Görev tanımı: Aşağıdaki elektrikli otomobiller metninden "Elektrikli Otomobiller ve" ifadesinden "ise, motorunun tasarımıdır." ifadesine kadar olan bölümü hiç değiştirmeden alıntılayınız.
━━ Sayfa alıntısı ━━
Elektrikli Otomobiller ve Sürdürülebilir Ulaşım
GİRİŞ – Elektrikli Otomobiller
Elektrikli otomobiller, bir elektrik güç kaynağına bağlı bir şarj istasyonu kullanılarak periyodik olarak yeniden şarj edilmesi gereken pillerle çalışan, otomobil sınıfı ulaşım araçlarıdır. Telefonlarımızı, bilgisayarlarımızı ve diğer elektrikli cihazlarımızı şarj etme yöntemimizle aynı olması sebebiyle bu tanım çoğumuz için tanıdık gelmekte, bazı üreticilere göre ise gelişen teknoloji ile birlikte artık elektrikli otomobillerin otomobilden çok “Akıllı Cihaz” konseptinde değerlendirilebileceği vurgulanmaktadır. Elektrikli otomobiller, ortalama bir otomatik şanzımanlı araba gibi, kontakla çalışır, gaz pedalıyla hızlanır ve frenle durur. Benzinli bir arabadan temel farkı ise, motorunun tasarımıdır.
Çoğu elektrikli araç, nispeten basit bir tasarıma sahip bir lityum iyon pil kullanır. Benzer nitelikteki bir içten yanmalı motorlu (ICE) aracın motorunda yaklaşık 2.000 parça bulunurken, bir EV motorunda yalnızca 20 hareketli parça vardır.
Tamamen elektrikli bir araba, benzin veya dizel gerektirmez ve daha yüksek veya daha düşük hızlarda sürmek için vites gerektirmez. Bunun yerine, gaz pedalına basmak motora bir elektrik pilinden güç sağlar. Motor, tekerlekleri tahrik millerinden döndürür.
Üretim teknolojisine bağlı olarak elektrikli otomobiliniz frene bastığınızda, motorda üretilen enerji aküye geri güç vererek, elektrik yükünü daha uzun süre tutmasına yardımcı olabilir. Elektrikli otomobiller ile fosil yakıtla çalışan araçlar arasında birkaç önemli fark vardır. Bu kapsamda elektrikli otomobiller;
- Daha sessizdirler,
- Vites geçişleri olmadan daha yüksek ivme ile hızlanabilirler,
- Şarj menzili hava koşullarından etkilenirken; Aşırı sıcak veya soğuk hava, şarjı ılıman havaya göre daha hızlı tüketebilirler.
Elektrikli Otomobil Türleri Nelerdir?
Bir çeşit elektrik gücü kullanan dört ana araba türü vardır. Bazıları aynı araçta hem elektrik hem de benzin gücünü içerir.
━━━
━━ Kayıtlı veriler ━━
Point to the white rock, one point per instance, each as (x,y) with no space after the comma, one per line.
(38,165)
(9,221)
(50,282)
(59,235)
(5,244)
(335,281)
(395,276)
━━━
Cevabın tamamı:
Elektrikli Otomobiller ve Sürdürülebilir Ulaşım
GİRİŞ – Elektrikli Otomobiller
Elektrikli otomobiller, bir elektrik güç kaynağına bağlı bir şarj istasyonu kullanılarak periyodik olarak yeniden şarj edilmesi gereken pillerle çalışan, otomobil sınıfı ulaşım araçlarıdır. Telefonlarımızı, bilgisayarlarımızı ve diğer elektrikli cihazlarımızı şarj etme yöntemimizle aynı olması sebebiyle bu tanım çoğumuz için tanıdık gelmekte, bazı üreticilere göre ise gelişen teknoloji ile birlikte artık elektrikli otomobillerin otomobilden çok “Akıllı Cihaz” konseptinde değerlendirilebileceği vurgulanmaktadır. Elektrikli otomobiller, ortalama bir otomatik şanzımanlı araba gibi, kontakla çalışır, gaz pedalıyla hızlanır ve frenle durur. Benzinli bir arabadan temel farkı ise, motorunun tasarımıdır.